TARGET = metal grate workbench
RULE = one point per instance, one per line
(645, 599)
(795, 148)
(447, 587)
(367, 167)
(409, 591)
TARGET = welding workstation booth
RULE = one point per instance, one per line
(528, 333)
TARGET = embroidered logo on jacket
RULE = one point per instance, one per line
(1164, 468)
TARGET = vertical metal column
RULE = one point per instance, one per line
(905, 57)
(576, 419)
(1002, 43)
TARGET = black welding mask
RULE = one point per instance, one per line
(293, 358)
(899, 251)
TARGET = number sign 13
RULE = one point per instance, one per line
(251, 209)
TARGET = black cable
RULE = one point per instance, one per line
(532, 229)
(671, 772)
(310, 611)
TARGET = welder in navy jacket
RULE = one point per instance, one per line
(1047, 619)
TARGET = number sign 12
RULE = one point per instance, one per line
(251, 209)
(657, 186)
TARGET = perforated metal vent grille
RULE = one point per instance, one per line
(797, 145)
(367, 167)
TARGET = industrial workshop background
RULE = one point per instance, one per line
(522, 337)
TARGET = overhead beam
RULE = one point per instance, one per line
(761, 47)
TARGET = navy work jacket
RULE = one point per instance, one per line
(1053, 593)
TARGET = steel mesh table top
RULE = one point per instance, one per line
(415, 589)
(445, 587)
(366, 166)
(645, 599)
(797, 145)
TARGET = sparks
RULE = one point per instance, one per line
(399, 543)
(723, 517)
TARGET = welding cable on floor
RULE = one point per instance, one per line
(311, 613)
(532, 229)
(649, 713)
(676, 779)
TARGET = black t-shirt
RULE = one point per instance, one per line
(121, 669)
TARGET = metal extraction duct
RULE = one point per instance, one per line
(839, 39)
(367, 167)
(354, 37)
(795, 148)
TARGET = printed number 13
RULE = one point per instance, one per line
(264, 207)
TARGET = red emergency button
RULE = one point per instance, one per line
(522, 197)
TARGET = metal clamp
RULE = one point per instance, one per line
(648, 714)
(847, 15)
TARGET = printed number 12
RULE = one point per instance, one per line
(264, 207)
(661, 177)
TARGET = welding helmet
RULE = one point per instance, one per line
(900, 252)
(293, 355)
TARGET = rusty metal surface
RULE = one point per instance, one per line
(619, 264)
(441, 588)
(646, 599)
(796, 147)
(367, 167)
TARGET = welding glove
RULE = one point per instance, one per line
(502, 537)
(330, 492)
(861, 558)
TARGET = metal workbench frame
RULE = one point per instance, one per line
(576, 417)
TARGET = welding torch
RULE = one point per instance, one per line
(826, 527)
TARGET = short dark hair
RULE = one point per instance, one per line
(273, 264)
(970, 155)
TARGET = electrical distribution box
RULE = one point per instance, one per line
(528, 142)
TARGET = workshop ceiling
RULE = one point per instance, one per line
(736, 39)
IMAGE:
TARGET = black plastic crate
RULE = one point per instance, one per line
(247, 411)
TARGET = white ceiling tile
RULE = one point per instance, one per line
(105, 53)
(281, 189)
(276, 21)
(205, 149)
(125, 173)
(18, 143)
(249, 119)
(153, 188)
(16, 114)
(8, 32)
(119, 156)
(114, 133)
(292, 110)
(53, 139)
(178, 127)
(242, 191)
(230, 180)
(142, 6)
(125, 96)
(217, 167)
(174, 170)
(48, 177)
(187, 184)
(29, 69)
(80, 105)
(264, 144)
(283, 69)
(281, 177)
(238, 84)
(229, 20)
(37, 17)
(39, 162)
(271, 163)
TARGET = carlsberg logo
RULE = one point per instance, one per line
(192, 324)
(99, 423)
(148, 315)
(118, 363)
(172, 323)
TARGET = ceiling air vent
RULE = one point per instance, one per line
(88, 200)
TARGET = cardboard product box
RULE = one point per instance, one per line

=== Direction ===
Switch "instance" to "object" wherever it occurs in the part that opens with the line containing "TARGET = rusty metal surface" and closes with the end of the material. Return only those lines, with everything else unchanged.

=== Answer to this problem ===
TARGET = rusty metal surface
RULE = one point per object, one per line
(619, 264)
(441, 588)
(646, 599)
(796, 147)
(367, 167)
TARGET = welding glove
RULE = one point per object, one per line
(502, 537)
(330, 492)
(861, 558)
TARGET = metal workbench frame
RULE = one point per object, one per line
(576, 417)
TARGET = welding torch
RULE = one point per object, one per line
(826, 527)
TARGET = short dark hair
RULE = one point per object, one per line
(273, 264)
(970, 155)
TARGET = electrical distribution box
RULE = one point per object, one per line
(528, 142)
TARGET = workshop ceiling
RULE = one point per object, one per line
(736, 39)
IMAGE:
TARGET = black plastic crate
RULE = one point per object, one per line
(247, 411)
TARGET = white ceiling tile
RULE = one point per object, one per line
(105, 53)
(281, 189)
(276, 21)
(205, 149)
(125, 173)
(18, 143)
(249, 119)
(153, 188)
(16, 114)
(8, 32)
(119, 156)
(114, 133)
(292, 110)
(53, 139)
(178, 127)
(242, 191)
(230, 180)
(142, 6)
(125, 96)
(217, 167)
(174, 170)
(48, 177)
(187, 184)
(29, 69)
(80, 105)
(264, 144)
(283, 69)
(281, 177)
(238, 84)
(229, 20)
(37, 17)
(39, 162)
(271, 163)
TARGET = carlsberg logo
RULE = one point per object, one per line
(192, 324)
(99, 423)
(148, 315)
(118, 363)
(172, 323)
TARGET = ceiling air vent
RULE = one point per object, one per line
(88, 200)
TARGET = cardboard product box
RULE = one point per object, one per line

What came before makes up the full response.